===== Entries shown =====

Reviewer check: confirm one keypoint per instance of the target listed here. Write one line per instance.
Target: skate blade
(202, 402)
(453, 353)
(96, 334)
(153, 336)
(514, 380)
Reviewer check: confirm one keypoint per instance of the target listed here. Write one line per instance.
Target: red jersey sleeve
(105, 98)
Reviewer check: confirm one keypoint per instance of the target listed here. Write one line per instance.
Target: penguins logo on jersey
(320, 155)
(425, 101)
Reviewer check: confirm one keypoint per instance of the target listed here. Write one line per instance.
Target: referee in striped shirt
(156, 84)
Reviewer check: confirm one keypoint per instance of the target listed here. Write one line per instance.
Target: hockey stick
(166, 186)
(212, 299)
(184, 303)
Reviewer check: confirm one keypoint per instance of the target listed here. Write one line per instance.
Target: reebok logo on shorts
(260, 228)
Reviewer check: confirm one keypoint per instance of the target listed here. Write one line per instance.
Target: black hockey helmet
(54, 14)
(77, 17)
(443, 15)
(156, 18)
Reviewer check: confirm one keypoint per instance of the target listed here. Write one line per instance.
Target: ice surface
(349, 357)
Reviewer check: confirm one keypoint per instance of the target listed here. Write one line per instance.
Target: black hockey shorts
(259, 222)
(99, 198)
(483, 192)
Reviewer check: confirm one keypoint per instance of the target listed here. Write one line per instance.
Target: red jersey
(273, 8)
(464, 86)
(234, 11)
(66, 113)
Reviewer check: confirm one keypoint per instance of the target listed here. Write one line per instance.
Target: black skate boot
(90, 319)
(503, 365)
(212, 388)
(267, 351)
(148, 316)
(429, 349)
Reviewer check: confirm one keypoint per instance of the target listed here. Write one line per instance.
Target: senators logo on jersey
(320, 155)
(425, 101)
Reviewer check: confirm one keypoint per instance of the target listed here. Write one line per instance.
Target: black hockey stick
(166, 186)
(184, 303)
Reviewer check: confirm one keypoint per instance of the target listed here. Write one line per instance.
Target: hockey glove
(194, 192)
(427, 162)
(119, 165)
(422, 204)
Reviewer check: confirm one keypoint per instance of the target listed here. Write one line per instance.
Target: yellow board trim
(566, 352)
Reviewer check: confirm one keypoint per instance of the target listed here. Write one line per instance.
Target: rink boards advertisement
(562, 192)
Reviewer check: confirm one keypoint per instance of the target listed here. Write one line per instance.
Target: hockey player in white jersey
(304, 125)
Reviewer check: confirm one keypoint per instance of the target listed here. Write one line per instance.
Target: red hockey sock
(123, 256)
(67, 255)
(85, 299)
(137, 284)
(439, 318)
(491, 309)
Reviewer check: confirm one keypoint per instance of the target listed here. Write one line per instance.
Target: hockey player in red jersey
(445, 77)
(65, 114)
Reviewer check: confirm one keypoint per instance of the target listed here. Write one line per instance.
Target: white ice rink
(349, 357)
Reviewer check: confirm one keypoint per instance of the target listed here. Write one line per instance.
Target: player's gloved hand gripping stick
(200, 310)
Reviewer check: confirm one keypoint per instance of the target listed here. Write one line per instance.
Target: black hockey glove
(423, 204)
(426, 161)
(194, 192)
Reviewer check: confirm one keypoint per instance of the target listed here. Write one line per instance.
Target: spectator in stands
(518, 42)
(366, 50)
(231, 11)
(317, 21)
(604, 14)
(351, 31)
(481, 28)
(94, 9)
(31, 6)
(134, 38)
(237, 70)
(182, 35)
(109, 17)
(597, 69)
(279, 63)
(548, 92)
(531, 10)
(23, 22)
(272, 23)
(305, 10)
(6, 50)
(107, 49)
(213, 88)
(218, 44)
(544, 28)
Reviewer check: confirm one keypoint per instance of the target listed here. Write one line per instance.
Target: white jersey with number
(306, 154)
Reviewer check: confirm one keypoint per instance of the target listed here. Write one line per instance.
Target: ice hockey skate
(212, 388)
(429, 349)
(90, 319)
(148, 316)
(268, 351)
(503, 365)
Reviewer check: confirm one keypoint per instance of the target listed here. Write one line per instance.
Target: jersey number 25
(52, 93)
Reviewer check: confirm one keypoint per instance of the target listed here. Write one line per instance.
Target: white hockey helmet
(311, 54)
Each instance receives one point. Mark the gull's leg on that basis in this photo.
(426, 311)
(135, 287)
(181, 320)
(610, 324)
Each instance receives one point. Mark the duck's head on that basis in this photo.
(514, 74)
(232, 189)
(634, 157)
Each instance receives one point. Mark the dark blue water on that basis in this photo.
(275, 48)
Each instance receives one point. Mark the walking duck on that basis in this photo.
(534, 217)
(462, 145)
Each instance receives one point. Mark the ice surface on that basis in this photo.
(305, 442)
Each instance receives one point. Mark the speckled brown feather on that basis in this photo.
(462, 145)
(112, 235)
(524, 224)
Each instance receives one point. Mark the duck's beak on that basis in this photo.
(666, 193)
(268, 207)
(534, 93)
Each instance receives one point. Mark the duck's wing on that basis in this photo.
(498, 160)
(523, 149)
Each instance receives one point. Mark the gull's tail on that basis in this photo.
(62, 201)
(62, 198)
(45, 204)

=====

Repeat the data in full. Alter nothing.

● Written response:
Reviewer check: confirm one keypoint per instance of the target listed here. Write one line per instance.
Target: skate blade
(202, 402)
(453, 353)
(96, 334)
(153, 336)
(514, 380)
Reviewer check: confirm one keypoint per instance of the target listed here. Write one line per instance.
Target: red jersey sleeve
(105, 98)
Reviewer check: confirm one keypoint per instance of the target listed here. Write one line per instance.
Target: penguins logo on jersey
(320, 155)
(425, 101)
Reviewer check: confirm one keypoint per instance of the target listed here. Write one line per instance.
Target: referee in striped shirt
(156, 84)
Reviewer check: confirm one keypoint per instance of the target listed here. Write one line per instance.
Target: hockey stick
(166, 186)
(212, 299)
(184, 303)
Reviewer check: confirm one keypoint per instance of the target listed here. Write one line per instance.
Target: reebok logo on shorts
(260, 228)
Reviewer check: confirm one keypoint per instance of the target listed here. Write one line per instance.
Target: black hockey helmet
(54, 14)
(77, 17)
(443, 15)
(156, 18)
Reviewer check: confirm one keypoint per instance of the target listed here. Write one line per instance.
Target: ice surface
(349, 357)
Reviewer check: confirm one keypoint per instance of the target listed here. Write one line per instance.
Target: black hockey shorts
(259, 222)
(99, 198)
(483, 192)
Reviewer check: confirm one keypoint per instance of the target listed here. Write one line per instance.
Target: red jersey
(273, 8)
(464, 86)
(234, 11)
(66, 113)
Reviewer check: confirm one keypoint per instance of the target listed here. Write one line per instance.
Target: black skate boot
(90, 319)
(503, 365)
(212, 388)
(267, 351)
(148, 316)
(429, 349)
Reviewer check: confirm one keypoint per instance of the target listed here. Write one line per instance.
Target: senators logo on jersey
(320, 155)
(425, 101)
Reviewer check: confirm one keypoint per instance of the target listed here. Write one line per instance.
Target: black hockey stick
(166, 186)
(184, 303)
Reviewer check: confirm one keypoint per instance of the target listed here. Write one line per instance.
Target: hockey glove
(194, 192)
(427, 162)
(119, 165)
(422, 204)
Reviewer check: confirm one keypoint per instance of the target listed here. Write one line per instance.
Target: yellow board trim
(566, 352)
Reviewer check: confirm one keypoint per instance of the target listed here. Write one line per instance.
Target: rink boards advertisement
(562, 192)
Reviewer check: confirm one keypoint per instance of the target listed here. Write one line per instance.
Target: hockey player in white jersey
(304, 125)
Reviewer check: confirm one keypoint per instance of the target listed here. Write one line per instance.
Target: red hockey sock
(123, 256)
(67, 255)
(85, 299)
(137, 284)
(439, 318)
(491, 309)
Reviewer check: confirm one keypoint per instance of the target listed here. Write one line per instance.
Target: hockey player in red jersey
(445, 77)
(65, 114)
Reviewer check: confirm one keypoint per instance of the target listed here. Write one line per instance.
Target: white ice rink
(349, 357)
Reviewer check: confirm one keypoint per instance of the target listed here. Write one line per instance.
Target: player's gloved hand gripping stick
(200, 310)
Reviewer check: confirm one keypoint per instance of the target listed here. Write one line per instance.
Target: black hockey glove
(423, 204)
(426, 161)
(194, 192)
Reviewer check: confirm one keypoint per instance of the target listed here. Write one line per instance.
Target: spectator in stands
(518, 42)
(366, 50)
(231, 11)
(317, 21)
(604, 14)
(351, 31)
(481, 28)
(94, 9)
(31, 6)
(134, 38)
(237, 70)
(182, 35)
(109, 17)
(597, 69)
(279, 63)
(548, 92)
(531, 10)
(23, 22)
(272, 23)
(305, 10)
(6, 50)
(107, 49)
(213, 88)
(218, 44)
(544, 28)
Reviewer check: confirm one keypoint per instance of the target listed here. Write one line per instance.
Target: white jersey with number
(306, 154)
Reviewer check: confirm one keypoint per instance of the target listed here. Write one line per instance.
Target: ice hockey skate
(212, 388)
(429, 349)
(90, 319)
(148, 316)
(268, 351)
(503, 365)
Reviewer check: confirm one keypoint per instance of the target listed here. Write one line per instance.
Target: jersey number 25
(52, 93)
Reviewer check: confirm one keypoint per instance of the target listed here. Write one line per instance.
Target: white hockey helmet
(311, 54)
Each instance receives one point. Mark the gull's leg on that basis in this photo.
(426, 311)
(135, 287)
(181, 320)
(610, 324)
Each instance receives one point. Mark the duck's head on that basis in this photo.
(514, 74)
(232, 189)
(634, 157)
Each instance receives one point. Mark the dark blue water on that basis in this photo.
(275, 48)
Each instance receives one point. Mark the walking duck on that basis in this photo.
(534, 217)
(462, 145)
Each instance receives one point. Mark the ice surface on that basis in this photo.
(305, 442)
Each instance receives one point. Mark the speckled brown feather on that basis in this photo.
(462, 145)
(112, 235)
(524, 224)
Each instance receives one point. Mark the duck's beak on that basis in this photo.
(666, 193)
(268, 207)
(534, 93)
Each instance receives one point. Mark the duck's wing on that basis in this photo.
(498, 160)
(523, 149)
Each instance receives one point. Mark the gull's tail on that basis in this photo.
(62, 201)
(62, 198)
(45, 204)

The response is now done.